* Texto de origem
┌──
Não pode sorrir

*Renata Varandas

Quando começou a pandemia, eu achava bonito ouvir das pessoas que elas acreditavam que nós sairíamos melhores dessa. Pessoalmente, nunca acreditei, mas também não achava que esse ambiente pandêmico fosse se esticar por tanto tempo.

Imagino que seja exaustão o motivo da minha impaciência, mas além de pessimista, me tornei o que mais temia: um ser intolerante e ranzinza. Vejo pessoas sem máscara na rua e, imediatamente, começo a xingá-las mentalmente. E sim, em seguida me penitencio pelos meus pensamentos, mas é mais forte que eu.

Cheguei a um ponto que o sorriso tem me incomodado. Sim, eu sei, me tornei uma pessoa pior. Dia desses, estava no trabalho e vi um grupinho conversando animado, falando alto e com olhos sorridentes atrás daquelas máscaras. Fiquei de longe julgando um a um: “Estão rindo de quê? Tem mais de trezentas e vinte mil pessoas mortas. Não tem leito de UTI. Qual o motivo dos sorrisos?”

Não tenho me permitido sorrir e nem deixado os outros.

Como posso sorrir? Não tenho motivos. Ninguém tem. Ainda bem que minhas verdades absolutas caem por terra rapidamente e quase instantaneamente me envergonho delas.

Vejo a seguinte cena hoje: uma mãe, moradora de rua, com um filho, de uns dois aninhos, no semáforo. Naquele momento, ela não estava pedindo ajuda aos motoristas, brincava com o neném, ambos sentados em um papelão. Ela fazia cócegas nele e ele jogava com toda força aquele corpinho magro pra trás, enquanto ela o segurava e ria da risada dele, com a máscara meio caindo. Devo ter ficado naquele semáforo um, dois minutos, e, durante todo tempo, ri junto com eles.
└──
* Tarefa a realizar
Reescreva de forma mais concisa o parágrafo do texto que começa com "Vejo a seguinte cena hoje", preservando seus fatos principais. Baseie-se exclusivamente no texto.

Entradas do conjunto de dados
┌──
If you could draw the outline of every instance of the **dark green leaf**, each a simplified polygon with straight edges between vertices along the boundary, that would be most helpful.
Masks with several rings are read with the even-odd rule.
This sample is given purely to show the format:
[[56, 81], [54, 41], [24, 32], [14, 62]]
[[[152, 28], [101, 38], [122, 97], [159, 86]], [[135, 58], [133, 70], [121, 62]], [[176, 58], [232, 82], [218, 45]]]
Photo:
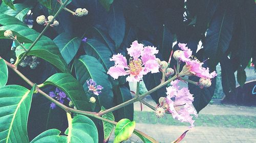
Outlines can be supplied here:
[[65, 134], [68, 135], [68, 140], [70, 139], [70, 142], [75, 143], [99, 142], [97, 128], [90, 118], [78, 115], [71, 120], [69, 122], [72, 122], [72, 126], [65, 131]]
[[71, 74], [63, 73], [55, 74], [47, 79], [44, 85], [53, 85], [64, 91], [78, 109], [91, 110], [89, 97], [82, 85]]
[[129, 119], [123, 119], [116, 125], [114, 143], [121, 142], [128, 139], [135, 128], [135, 121], [131, 122]]
[[102, 64], [106, 71], [113, 66], [114, 63], [110, 61], [112, 56], [111, 51], [100, 41], [93, 39], [88, 39], [83, 48], [88, 54], [95, 57]]
[[14, 7], [14, 6], [13, 6], [13, 3], [12, 3], [12, 0], [3, 0], [3, 2], [4, 2], [4, 3], [5, 5], [9, 6], [12, 9], [13, 9], [14, 10], [16, 10], [16, 9]]
[[207, 32], [204, 53], [210, 67], [214, 68], [228, 48], [234, 19], [234, 6], [223, 2], [217, 8]]
[[125, 21], [120, 6], [113, 4], [111, 8], [107, 21], [109, 35], [115, 41], [116, 48], [119, 47], [124, 37]]
[[99, 0], [100, 4], [106, 9], [107, 11], [110, 11], [110, 8], [114, 0]]
[[59, 48], [67, 64], [69, 64], [78, 50], [81, 40], [78, 37], [73, 38], [70, 33], [63, 33], [56, 37], [53, 41]]
[[67, 136], [60, 135], [60, 131], [52, 129], [47, 130], [34, 138], [30, 143], [65, 143], [67, 142]]
[[237, 78], [238, 82], [241, 86], [243, 87], [245, 81], [246, 81], [246, 73], [244, 70], [243, 70], [241, 67], [238, 68], [237, 72]]
[[19, 24], [27, 26], [27, 25], [16, 18], [5, 14], [0, 14], [0, 24], [2, 25]]
[[0, 88], [0, 142], [29, 142], [27, 123], [35, 85]]
[[3, 59], [0, 59], [0, 87], [5, 85], [8, 79], [8, 69]]
[[88, 55], [82, 55], [75, 60], [76, 77], [83, 84], [83, 89], [88, 90], [86, 80], [93, 79], [104, 88], [98, 96], [101, 105], [109, 108], [113, 106], [112, 87], [103, 66], [94, 57]]
[[[115, 86], [113, 88], [114, 98], [116, 105], [120, 104], [131, 99], [132, 95], [129, 89], [124, 85]], [[116, 120], [118, 121], [122, 118], [133, 120], [133, 104], [116, 110], [114, 112]]]
[[[105, 110], [105, 108], [104, 108], [103, 106], [101, 106], [101, 110], [100, 110], [100, 111], [102, 111]], [[114, 115], [112, 112], [110, 112], [107, 113], [106, 114], [102, 115], [102, 117], [110, 121], [115, 121], [115, 117], [114, 117]], [[106, 142], [106, 141], [108, 141], [108, 140], [109, 140], [109, 138], [110, 138], [110, 135], [112, 133], [115, 125], [109, 122], [103, 121], [102, 123], [103, 130], [104, 131], [104, 140], [103, 141], [103, 142]]]
[[40, 3], [40, 4], [47, 8], [48, 9], [52, 9], [52, 0], [38, 0], [38, 1]]

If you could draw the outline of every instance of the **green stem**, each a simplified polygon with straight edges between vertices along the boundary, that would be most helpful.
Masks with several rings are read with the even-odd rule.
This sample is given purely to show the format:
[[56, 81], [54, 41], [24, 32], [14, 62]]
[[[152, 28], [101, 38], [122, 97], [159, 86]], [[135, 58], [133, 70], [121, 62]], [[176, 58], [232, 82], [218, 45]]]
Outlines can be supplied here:
[[145, 93], [140, 96], [139, 96], [138, 98], [134, 98], [133, 99], [131, 99], [128, 101], [126, 101], [122, 103], [121, 103], [120, 104], [119, 104], [118, 105], [116, 105], [116, 106], [113, 107], [112, 108], [110, 108], [108, 109], [106, 109], [105, 110], [104, 110], [103, 111], [100, 112], [98, 113], [98, 115], [100, 116], [101, 116], [104, 114], [106, 114], [109, 112], [112, 112], [113, 111], [114, 111], [115, 110], [117, 110], [118, 109], [119, 109], [120, 108], [123, 107], [124, 106], [127, 106], [127, 105], [131, 104], [132, 103], [133, 103], [137, 101], [139, 101], [141, 99], [142, 99], [145, 96], [152, 93], [153, 92], [154, 92], [155, 91], [158, 90], [158, 89], [160, 89], [161, 88], [163, 87], [163, 86], [166, 85], [168, 84], [169, 82], [176, 78], [177, 75], [174, 76], [173, 77], [170, 78], [170, 79], [168, 79], [168, 80], [166, 80], [166, 81], [161, 83], [159, 85], [156, 86], [156, 87], [154, 88], [150, 91], [147, 92], [146, 93]]
[[47, 23], [47, 25], [45, 27], [45, 28], [42, 30], [42, 31], [40, 33], [38, 37], [36, 38], [35, 40], [33, 42], [33, 43], [31, 44], [31, 45], [29, 47], [29, 49], [25, 52], [25, 53], [23, 54], [23, 55], [22, 56], [22, 58], [18, 61], [17, 62], [16, 62], [15, 64], [14, 64], [15, 66], [18, 65], [19, 63], [22, 61], [22, 60], [24, 59], [24, 58], [27, 56], [29, 52], [31, 50], [31, 49], [33, 48], [33, 47], [36, 44], [37, 41], [41, 38], [41, 37], [44, 35], [44, 34], [46, 32], [46, 30], [48, 28], [48, 27], [50, 26], [50, 25], [52, 23], [53, 21], [54, 21], [54, 19], [57, 17], [57, 16], [60, 13], [60, 12], [62, 11], [62, 10], [65, 7], [66, 5], [68, 3], [69, 0], [66, 0], [64, 4], [63, 5], [61, 5], [60, 7], [59, 8], [59, 10], [58, 11], [57, 11], [57, 13], [55, 14], [54, 16], [53, 16], [53, 18], [52, 18], [52, 20], [51, 20], [49, 23]]
[[137, 82], [136, 93], [135, 95], [135, 98], [138, 98], [138, 97], [139, 97], [139, 90], [140, 90], [140, 81], [138, 81]]

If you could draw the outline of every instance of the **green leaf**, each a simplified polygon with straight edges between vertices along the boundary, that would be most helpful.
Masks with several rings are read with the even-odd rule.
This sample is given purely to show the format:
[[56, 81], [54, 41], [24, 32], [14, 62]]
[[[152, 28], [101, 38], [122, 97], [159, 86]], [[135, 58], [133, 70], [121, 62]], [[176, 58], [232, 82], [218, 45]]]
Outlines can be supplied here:
[[44, 85], [53, 85], [65, 92], [78, 109], [91, 110], [90, 97], [80, 83], [70, 74], [58, 73], [48, 78]]
[[41, 5], [47, 8], [48, 9], [52, 9], [51, 0], [38, 0]]
[[[23, 44], [27, 49], [32, 44]], [[20, 46], [18, 46], [16, 48], [16, 51], [19, 51], [19, 52], [16, 52], [16, 55], [19, 58], [21, 58], [23, 54], [20, 54], [20, 53], [24, 53], [24, 50], [23, 50]], [[19, 55], [19, 54], [20, 54]], [[58, 47], [51, 40], [48, 40], [48, 39], [47, 40], [39, 40], [28, 53], [28, 54], [36, 56], [46, 60], [62, 72], [70, 72], [68, 65], [60, 55]]]
[[[70, 142], [98, 143], [98, 131], [93, 122], [88, 117], [78, 115], [73, 119], [68, 117], [69, 128], [65, 131]], [[71, 121], [70, 121], [71, 120]], [[71, 124], [69, 123], [71, 122]]]
[[106, 71], [114, 66], [113, 62], [110, 61], [110, 59], [112, 56], [112, 53], [106, 46], [101, 42], [93, 39], [88, 39], [86, 46], [83, 48], [88, 54], [95, 57], [102, 64]]
[[14, 4], [14, 7], [16, 9], [16, 10], [13, 10], [5, 5], [1, 5], [0, 7], [0, 13], [6, 14], [15, 17], [23, 22], [27, 16], [27, 14], [28, 14], [29, 10], [32, 8], [31, 6], [28, 6], [24, 4]]
[[[124, 85], [115, 86], [113, 88], [113, 91], [115, 105], [120, 104], [132, 99], [130, 91]], [[127, 118], [133, 120], [133, 104], [131, 104], [116, 110], [114, 113], [117, 120], [122, 118]]]
[[3, 2], [4, 2], [4, 3], [5, 3], [5, 4], [6, 6], [9, 6], [10, 8], [11, 8], [12, 9], [14, 10], [16, 10], [14, 6], [13, 6], [13, 3], [12, 3], [12, 0], [3, 0]]
[[109, 35], [115, 41], [116, 48], [118, 48], [123, 41], [125, 30], [125, 21], [121, 7], [113, 4], [108, 18]]
[[228, 48], [232, 37], [234, 19], [234, 5], [222, 2], [217, 8], [207, 31], [204, 45], [205, 57], [209, 58], [207, 62], [214, 68], [221, 61], [221, 57]]
[[30, 143], [65, 143], [67, 142], [67, 136], [60, 135], [60, 131], [52, 129], [44, 131], [35, 137]]
[[27, 25], [17, 19], [17, 18], [5, 14], [0, 14], [0, 24], [2, 25], [19, 24], [27, 26]]
[[86, 80], [93, 79], [97, 85], [104, 88], [98, 96], [100, 105], [106, 108], [113, 107], [112, 87], [103, 66], [94, 57], [88, 55], [75, 60], [74, 63], [76, 78], [83, 84], [84, 90], [88, 90]]
[[3, 59], [0, 59], [0, 87], [5, 85], [8, 79], [8, 69]]
[[[105, 110], [105, 109], [103, 106], [101, 106], [101, 110], [100, 111]], [[107, 113], [106, 114], [102, 116], [102, 117], [110, 121], [115, 121], [115, 117], [112, 112]], [[109, 139], [112, 133], [115, 125], [109, 122], [102, 121], [103, 123], [103, 130], [104, 132], [104, 140], [103, 142], [106, 142], [109, 140]]]
[[110, 11], [110, 8], [114, 0], [99, 0], [99, 3], [106, 9], [107, 11]]
[[241, 87], [243, 87], [245, 81], [246, 81], [246, 73], [241, 67], [238, 68], [237, 72], [237, 78], [238, 82]]
[[129, 119], [123, 119], [116, 125], [114, 143], [119, 143], [128, 139], [135, 128], [135, 121], [131, 122]]
[[29, 142], [27, 123], [35, 85], [30, 91], [10, 85], [0, 88], [0, 142]]
[[73, 38], [70, 33], [63, 33], [56, 37], [53, 41], [59, 48], [67, 64], [69, 64], [78, 50], [81, 40], [78, 37]]

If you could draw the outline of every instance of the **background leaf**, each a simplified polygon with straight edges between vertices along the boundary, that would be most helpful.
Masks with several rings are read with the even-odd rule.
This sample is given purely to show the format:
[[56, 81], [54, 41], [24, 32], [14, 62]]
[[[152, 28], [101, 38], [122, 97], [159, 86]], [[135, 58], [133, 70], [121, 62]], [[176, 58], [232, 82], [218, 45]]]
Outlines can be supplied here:
[[0, 87], [5, 85], [8, 79], [8, 69], [4, 59], [0, 59]]
[[70, 33], [63, 33], [56, 37], [53, 41], [59, 48], [63, 58], [69, 64], [78, 50], [82, 39], [73, 38]]
[[27, 123], [35, 85], [0, 88], [0, 142], [29, 142]]
[[135, 121], [131, 122], [127, 119], [120, 120], [116, 124], [115, 129], [114, 142], [121, 142], [129, 138], [135, 128]]

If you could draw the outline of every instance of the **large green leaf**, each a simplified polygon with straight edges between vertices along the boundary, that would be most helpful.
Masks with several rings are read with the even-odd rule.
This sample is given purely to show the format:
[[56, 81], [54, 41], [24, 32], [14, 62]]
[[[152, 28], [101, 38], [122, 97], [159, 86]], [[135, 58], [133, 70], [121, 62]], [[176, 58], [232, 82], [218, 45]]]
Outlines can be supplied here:
[[[101, 110], [100, 110], [100, 111], [102, 111], [105, 110], [105, 108], [104, 108], [103, 106], [101, 106]], [[102, 115], [102, 117], [110, 121], [115, 121], [115, 117], [114, 117], [114, 115], [112, 112], [109, 112], [106, 114]], [[109, 122], [103, 121], [102, 123], [103, 130], [104, 132], [104, 140], [103, 142], [106, 142], [106, 141], [108, 141], [108, 140], [109, 140], [110, 135], [111, 135], [111, 133], [112, 133], [112, 131], [114, 129], [115, 125]]]
[[60, 135], [60, 131], [53, 129], [47, 130], [35, 137], [30, 143], [65, 143], [67, 142], [67, 136]]
[[38, 1], [48, 9], [52, 9], [51, 0], [38, 0]]
[[113, 62], [110, 61], [112, 53], [105, 44], [100, 41], [93, 39], [88, 39], [83, 48], [88, 54], [95, 57], [102, 64], [106, 71], [114, 66]]
[[0, 59], [0, 87], [5, 85], [8, 79], [8, 69], [3, 59]]
[[[23, 45], [26, 49], [28, 49], [31, 44], [24, 44]], [[16, 49], [18, 50], [16, 51], [20, 51], [16, 52], [17, 56], [21, 58], [23, 55], [21, 53], [24, 53], [24, 51], [20, 46], [18, 46]], [[36, 56], [46, 60], [62, 72], [70, 73], [68, 65], [60, 55], [58, 47], [51, 40], [40, 40], [28, 53], [28, 54]]]
[[135, 128], [135, 121], [131, 122], [129, 119], [123, 119], [116, 125], [114, 143], [119, 143], [129, 138]]
[[113, 3], [109, 13], [107, 25], [109, 35], [115, 41], [116, 48], [118, 48], [123, 41], [125, 30], [125, 21], [121, 7]]
[[30, 91], [10, 85], [0, 88], [0, 142], [29, 142], [27, 123], [35, 85]]
[[4, 3], [7, 6], [9, 6], [12, 9], [15, 10], [15, 8], [14, 6], [13, 6], [13, 3], [12, 3], [12, 0], [3, 0]]
[[14, 5], [16, 10], [14, 10], [4, 5], [1, 5], [0, 7], [0, 13], [6, 14], [11, 16], [17, 18], [19, 20], [23, 21], [27, 16], [27, 14], [32, 8], [24, 4], [16, 4]]
[[94, 57], [88, 55], [81, 56], [75, 60], [76, 77], [83, 84], [86, 91], [88, 90], [86, 80], [93, 79], [98, 85], [104, 88], [98, 96], [101, 105], [109, 108], [113, 106], [112, 87], [103, 66]]
[[73, 38], [70, 33], [63, 33], [56, 37], [53, 41], [59, 48], [67, 64], [69, 64], [78, 50], [81, 40], [78, 37]]
[[90, 118], [78, 115], [73, 119], [71, 119], [69, 117], [68, 119], [71, 124], [69, 123], [69, 128], [65, 131], [65, 134], [68, 135], [68, 140], [70, 140], [70, 142], [98, 142], [97, 128]]
[[[113, 88], [113, 91], [114, 93], [114, 99], [116, 105], [120, 104], [132, 99], [130, 91], [125, 85], [115, 86]], [[116, 120], [118, 121], [122, 118], [127, 118], [133, 120], [133, 104], [118, 109], [114, 112]]]
[[110, 8], [114, 0], [99, 0], [99, 3], [106, 9], [107, 11], [110, 11]]
[[234, 6], [222, 2], [215, 12], [204, 45], [204, 53], [210, 67], [215, 67], [228, 48], [234, 19]]
[[17, 18], [5, 14], [0, 14], [0, 25], [8, 25], [11, 24], [19, 24], [27, 26], [27, 25], [17, 19]]
[[53, 85], [64, 91], [78, 109], [91, 110], [90, 97], [81, 84], [70, 74], [58, 73], [48, 78], [44, 85]]

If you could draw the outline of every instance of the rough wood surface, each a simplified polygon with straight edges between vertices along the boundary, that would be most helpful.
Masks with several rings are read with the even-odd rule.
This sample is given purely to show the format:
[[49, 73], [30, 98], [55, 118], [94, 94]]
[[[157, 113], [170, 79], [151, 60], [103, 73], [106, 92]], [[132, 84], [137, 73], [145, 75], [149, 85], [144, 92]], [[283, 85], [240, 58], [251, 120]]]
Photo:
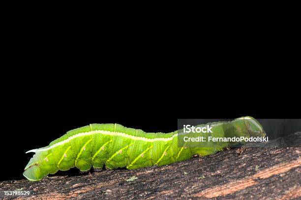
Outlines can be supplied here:
[[[288, 143], [299, 147], [288, 147]], [[161, 167], [3, 181], [0, 199], [301, 199], [301, 133], [269, 144], [279, 146], [249, 144]], [[4, 195], [21, 188], [32, 195]]]

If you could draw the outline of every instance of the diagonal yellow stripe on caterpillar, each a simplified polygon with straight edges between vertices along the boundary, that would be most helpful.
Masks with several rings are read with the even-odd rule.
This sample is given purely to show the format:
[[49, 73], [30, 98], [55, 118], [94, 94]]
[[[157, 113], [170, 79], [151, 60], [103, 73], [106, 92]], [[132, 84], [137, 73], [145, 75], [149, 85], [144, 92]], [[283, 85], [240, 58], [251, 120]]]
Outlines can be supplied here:
[[184, 143], [184, 144], [183, 145], [183, 146], [182, 147], [182, 148], [181, 148], [180, 150], [179, 151], [179, 153], [178, 154], [178, 156], [177, 156], [177, 158], [176, 158], [176, 160], [178, 160], [178, 159], [180, 157], [180, 154], [181, 153], [181, 152], [182, 152], [182, 151], [183, 150], [184, 148], [186, 148], [185, 147], [185, 145], [186, 144], [186, 143], [187, 143], [187, 142], [185, 142], [185, 143]]
[[[59, 161], [59, 163], [58, 163], [58, 165], [57, 165], [58, 168], [60, 169], [60, 167], [59, 167], [59, 166], [60, 165], [61, 161], [62, 161], [64, 158], [67, 156], [66, 153], [68, 152], [68, 151], [69, 151], [69, 149], [70, 149], [70, 148], [71, 148], [71, 146], [69, 146], [69, 147], [67, 148], [67, 149], [65, 151], [65, 152], [63, 154], [62, 156], [61, 156], [61, 158], [60, 158], [60, 161]], [[65, 156], [65, 155], [66, 155], [66, 156]]]
[[85, 148], [86, 147], [86, 145], [87, 145], [91, 141], [92, 141], [92, 139], [91, 138], [90, 140], [89, 140], [87, 143], [85, 143], [85, 144], [84, 144], [84, 146], [83, 146], [83, 147], [81, 149], [81, 150], [80, 151], [79, 153], [78, 153], [78, 154], [77, 154], [77, 156], [76, 157], [76, 160], [75, 160], [75, 165], [76, 166], [76, 164], [77, 163], [77, 160], [79, 158], [79, 157], [81, 156], [81, 154], [82, 154], [82, 153], [83, 153], [83, 151], [84, 150], [85, 150]]
[[170, 145], [169, 145], [168, 146], [167, 146], [166, 147], [166, 148], [165, 149], [165, 150], [164, 150], [164, 151], [163, 151], [163, 153], [162, 154], [162, 155], [161, 156], [161, 157], [160, 157], [160, 158], [159, 158], [159, 160], [158, 160], [158, 161], [156, 162], [156, 163], [155, 163], [154, 165], [158, 165], [158, 163], [159, 163], [159, 162], [160, 161], [161, 161], [161, 160], [162, 160], [162, 159], [163, 158], [163, 157], [166, 155], [166, 151], [167, 150], [167, 149], [168, 149], [168, 148], [169, 148], [170, 147]]
[[104, 149], [104, 147], [105, 147], [105, 146], [106, 145], [108, 145], [108, 144], [109, 144], [109, 143], [112, 143], [112, 142], [113, 142], [113, 140], [110, 140], [110, 141], [107, 142], [102, 146], [101, 146], [101, 147], [100, 147], [100, 148], [99, 148], [99, 149], [98, 149], [97, 150], [97, 151], [96, 151], [96, 152], [95, 153], [95, 154], [94, 154], [94, 155], [92, 157], [92, 161], [93, 161], [94, 160], [94, 159], [95, 158], [96, 156], [97, 156], [97, 154], [98, 154], [98, 153], [99, 153], [99, 152], [100, 152], [101, 150]]
[[124, 150], [126, 148], [128, 148], [130, 146], [131, 146], [132, 145], [134, 144], [134, 143], [132, 143], [130, 144], [127, 145], [126, 146], [124, 146], [123, 148], [122, 148], [120, 149], [119, 149], [119, 150], [118, 150], [117, 151], [116, 151], [115, 153], [114, 153], [114, 154], [112, 155], [112, 156], [111, 156], [110, 157], [110, 158], [109, 158], [106, 161], [106, 163], [111, 161], [111, 160], [114, 157], [115, 157], [116, 155], [117, 155], [118, 154], [121, 153], [121, 152], [122, 152], [122, 150]]
[[136, 158], [133, 161], [133, 162], [132, 162], [132, 163], [129, 164], [129, 165], [128, 165], [127, 166], [126, 166], [127, 168], [129, 168], [130, 167], [131, 167], [133, 166], [133, 165], [134, 165], [134, 164], [135, 164], [135, 163], [136, 163], [137, 162], [137, 160], [138, 160], [138, 159], [140, 158], [142, 158], [143, 157], [142, 155], [144, 155], [144, 154], [145, 153], [147, 152], [147, 151], [148, 151], [151, 148], [152, 148], [153, 147], [153, 145], [151, 145], [150, 146], [148, 147], [148, 148], [147, 148], [147, 149], [146, 150], [145, 150], [144, 151], [143, 151], [142, 152], [142, 153], [141, 153], [139, 156], [138, 156], [137, 157], [137, 158]]

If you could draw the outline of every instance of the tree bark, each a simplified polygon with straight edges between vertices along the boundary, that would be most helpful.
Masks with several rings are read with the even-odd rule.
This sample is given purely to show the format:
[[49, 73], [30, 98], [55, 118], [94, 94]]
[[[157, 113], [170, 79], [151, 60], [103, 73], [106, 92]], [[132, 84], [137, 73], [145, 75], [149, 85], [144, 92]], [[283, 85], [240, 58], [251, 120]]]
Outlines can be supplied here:
[[[264, 148], [248, 144], [160, 167], [6, 181], [0, 183], [0, 199], [300, 199], [301, 132], [265, 144], [275, 144]], [[292, 144], [296, 147], [287, 147]], [[32, 194], [10, 196], [3, 192], [18, 189]]]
└──
* Solução escrita
Hoje, num semáforo, uma mãe moradora de rua e o filho de uns dois anos estavam sentados num papelão. Ela não pedia ajuda aos motoristas, mas brincava com o menino, fazendo-lhe cócegas. Ele jogava o corpinho magro para trás, ela o segurava e ria da risada dele, com a máscara meio caindo. Durante um ou dois minutos naquele semáforo, ri junto com eles.